* _TASK TO COMPLETE_
Please restate the data word for word, in full.

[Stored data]

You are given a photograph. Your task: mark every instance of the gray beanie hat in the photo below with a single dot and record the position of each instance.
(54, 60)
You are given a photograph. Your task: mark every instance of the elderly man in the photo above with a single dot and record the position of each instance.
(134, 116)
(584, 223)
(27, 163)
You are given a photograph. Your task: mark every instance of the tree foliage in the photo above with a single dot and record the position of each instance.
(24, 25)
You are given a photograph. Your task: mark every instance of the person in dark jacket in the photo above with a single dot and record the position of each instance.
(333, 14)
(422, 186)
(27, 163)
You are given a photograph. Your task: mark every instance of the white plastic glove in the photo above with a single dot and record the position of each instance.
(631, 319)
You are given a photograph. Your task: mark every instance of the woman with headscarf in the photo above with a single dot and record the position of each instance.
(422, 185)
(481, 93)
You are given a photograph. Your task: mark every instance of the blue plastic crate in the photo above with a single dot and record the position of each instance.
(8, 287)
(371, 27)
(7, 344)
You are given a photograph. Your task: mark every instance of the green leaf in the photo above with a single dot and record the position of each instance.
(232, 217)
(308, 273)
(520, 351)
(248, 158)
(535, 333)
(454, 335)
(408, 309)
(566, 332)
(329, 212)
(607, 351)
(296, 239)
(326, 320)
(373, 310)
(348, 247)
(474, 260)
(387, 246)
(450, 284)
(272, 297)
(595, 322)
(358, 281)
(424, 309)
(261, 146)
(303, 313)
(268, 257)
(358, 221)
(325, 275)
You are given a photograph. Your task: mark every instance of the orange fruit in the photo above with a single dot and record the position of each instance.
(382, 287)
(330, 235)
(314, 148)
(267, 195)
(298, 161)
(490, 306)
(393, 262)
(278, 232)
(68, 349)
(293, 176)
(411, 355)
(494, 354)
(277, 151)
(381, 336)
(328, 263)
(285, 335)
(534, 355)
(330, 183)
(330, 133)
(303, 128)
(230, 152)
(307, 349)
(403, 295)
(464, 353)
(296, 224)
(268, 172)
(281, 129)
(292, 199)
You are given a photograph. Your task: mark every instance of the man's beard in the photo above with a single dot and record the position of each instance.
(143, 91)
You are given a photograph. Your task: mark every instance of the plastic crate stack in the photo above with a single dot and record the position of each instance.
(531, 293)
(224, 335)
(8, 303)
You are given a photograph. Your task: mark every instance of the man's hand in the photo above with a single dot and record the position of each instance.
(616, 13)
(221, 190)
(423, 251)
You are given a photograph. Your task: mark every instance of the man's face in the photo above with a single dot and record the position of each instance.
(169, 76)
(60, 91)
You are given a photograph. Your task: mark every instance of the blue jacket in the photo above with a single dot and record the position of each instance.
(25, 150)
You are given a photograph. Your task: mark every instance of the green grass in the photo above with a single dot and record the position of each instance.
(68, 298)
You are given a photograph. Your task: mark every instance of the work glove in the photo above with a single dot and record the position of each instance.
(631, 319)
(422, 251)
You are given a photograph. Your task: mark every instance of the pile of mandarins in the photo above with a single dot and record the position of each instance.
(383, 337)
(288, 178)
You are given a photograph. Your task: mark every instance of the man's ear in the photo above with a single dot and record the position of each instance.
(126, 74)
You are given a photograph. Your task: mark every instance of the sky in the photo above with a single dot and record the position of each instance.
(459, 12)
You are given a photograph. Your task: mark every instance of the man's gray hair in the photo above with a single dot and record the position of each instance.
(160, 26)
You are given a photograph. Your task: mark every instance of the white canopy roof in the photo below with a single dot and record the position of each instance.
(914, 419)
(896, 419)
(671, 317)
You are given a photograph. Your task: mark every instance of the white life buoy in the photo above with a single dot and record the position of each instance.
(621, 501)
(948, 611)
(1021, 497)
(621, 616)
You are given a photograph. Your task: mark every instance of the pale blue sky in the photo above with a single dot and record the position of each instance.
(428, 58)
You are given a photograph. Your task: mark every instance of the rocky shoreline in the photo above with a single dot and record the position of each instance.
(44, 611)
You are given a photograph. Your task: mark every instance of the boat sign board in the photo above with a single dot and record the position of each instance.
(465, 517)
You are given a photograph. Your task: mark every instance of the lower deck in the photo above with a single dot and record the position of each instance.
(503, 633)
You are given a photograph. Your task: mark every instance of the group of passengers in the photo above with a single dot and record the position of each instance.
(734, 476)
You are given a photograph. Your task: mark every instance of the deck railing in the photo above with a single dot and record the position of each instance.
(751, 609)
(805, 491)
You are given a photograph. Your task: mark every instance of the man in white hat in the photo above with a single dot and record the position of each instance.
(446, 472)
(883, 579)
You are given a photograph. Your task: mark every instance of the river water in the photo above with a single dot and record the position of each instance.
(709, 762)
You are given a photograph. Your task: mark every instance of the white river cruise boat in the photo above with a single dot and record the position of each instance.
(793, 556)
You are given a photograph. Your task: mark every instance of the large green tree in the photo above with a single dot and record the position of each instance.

* _RESPONSE AREA_
You are given a photograph. Your task: mark every instance of the gray beanie hat in the photo below with a single dot and record the position of each instance.
(54, 60)
You are given a photograph. Your task: mark every instance of the elderly man in the photo above with a single dot and record the position of each instance.
(134, 116)
(584, 223)
(27, 163)
You are given a photograph. Your task: mark every instance of the tree foliage in the photo above with a single dot and record the position of each instance.
(24, 25)
You are given a photograph. Your task: mark every instance of the person in dark jacket in the photo above with a single dot and record the position of each instance.
(333, 14)
(422, 186)
(27, 163)
You are given a photograph. Your task: mark every instance of the white plastic glove in the photo above with a single dot and record the position of each instance.
(631, 319)
You are given a photograph. Your task: mark every instance of the woman with headscarf in the photo above with a single dot and record the position of each instance.
(422, 185)
(481, 93)
You are given a photograph. Your task: mark every instance of the blue plastic crate in the photo above with a single dot and record the position of each instance.
(8, 287)
(371, 27)
(7, 344)
You are given a photograph. Your task: mark every instance of the green leaf in the photo above with a single dot and record the position of each instance.
(232, 217)
(308, 273)
(520, 351)
(248, 158)
(535, 333)
(454, 335)
(408, 309)
(566, 332)
(329, 212)
(607, 351)
(296, 239)
(326, 320)
(373, 310)
(348, 247)
(474, 260)
(387, 246)
(450, 284)
(272, 297)
(595, 322)
(358, 281)
(424, 309)
(261, 146)
(303, 313)
(268, 257)
(358, 221)
(325, 275)
You are given a photograph. Your task: mark every instance of the orange fruit in the photo above with a single dot and record the position of each instance.
(382, 287)
(330, 235)
(314, 148)
(267, 195)
(298, 161)
(490, 306)
(393, 262)
(278, 232)
(68, 349)
(293, 176)
(411, 355)
(494, 354)
(277, 151)
(381, 336)
(328, 263)
(285, 335)
(534, 355)
(330, 183)
(330, 133)
(303, 128)
(230, 152)
(307, 349)
(403, 295)
(464, 353)
(296, 224)
(268, 172)
(281, 129)
(292, 199)
You are given a photograph. Your task: mark every instance of the man's beard in the photo above with a single dot and record the position of each instance.
(143, 91)
You are given a photograph. Your task: mark every instance of the plastic crate stack in the photo above with a single dot and record the position of each instance.
(531, 293)
(224, 335)
(8, 303)
You are given a photograph. Your task: mark every instance of the man's hand in the photo above with a single dot and record the position of each instance.
(616, 13)
(221, 190)
(423, 251)
You are given a photograph. Your task: mark every instance of the man's face in the photo above with a single dot and record the position of each instance.
(169, 76)
(60, 91)
You are given a photograph. Your task: mark every instance of the blue jacket in the photo above with a single dot and record the position of each instance.
(25, 150)
You are given a photograph. Your task: mark every instance of the green grass in the photo above with a single dot and record the position of each instance.
(68, 298)
You are given a photograph. Your task: mark every instance of the work glove in the photo above with a single dot and record the position of each instance.
(631, 319)
(422, 251)
You are given a photograph. Your task: mark every instance of the pile of mandarins in the photo above with a single dot and record the position of each instance.
(383, 337)
(288, 178)
You are given a photograph. Your task: mark every instance of the man's ear in the photo above with a single dot and record the position of each instance.
(126, 74)
You are given a photograph. Your task: mark every instance of the sky in the photo above with a single dot and record the position of each instance.
(459, 12)
You are given a photograph. Your task: mark every instance of the man's gray hair in the photo above with a single dot and record the position of each instance.
(160, 26)
You are given a photograph. Your task: mark every instance of the white canopy roof in the photo below with a single dot and record the position of each instance.
(914, 419)
(896, 419)
(671, 317)
You are given a photograph. Your task: mark every instance of the white life buoy in the photo above with a single dot and record the position of each instance.
(621, 501)
(948, 611)
(1021, 497)
(621, 616)
You are given a photograph. Your task: mark every instance of the pale blue sky in the photo above with a single dot and record the position of each instance.
(428, 58)
You are given a photograph. Your task: mark every instance of the rocky shoreline in the photo above with a single dot and record the position of each instance.
(44, 611)
You are given a photograph. Your task: mark every instance of the boat sign board in the photo above with a single dot and record the position of each instance.
(465, 517)
You are given a photograph. Your task: mark every instance of the lower deck in the photo above with a single dot and record the position of each instance.
(503, 633)
You are given a photograph. Your task: mark every instance of the group of passengers in the photo above with a single dot and record the position of each instance.
(734, 476)
You are given a photograph. Your task: mark every instance of the deck railing in the photo above with a single dot and record the position of each instance.
(751, 609)
(805, 491)
You are given a photograph. Your task: mark every instance of the man in white hat in the photo above with a single dot and record the position of each instance.
(446, 472)
(883, 579)
You are given a photograph. Your task: mark every instance of the river water in the photo above with a single dot and record the position of each instance.
(709, 762)
You are given a photograph. Your task: mark every instance of the white river cruise boat in the photo above with a single dot and record the position of each instance.
(793, 556)
You are given a photograph. Your task: mark every instance of the large green tree in the photo above with a single dot and record the position of each instance.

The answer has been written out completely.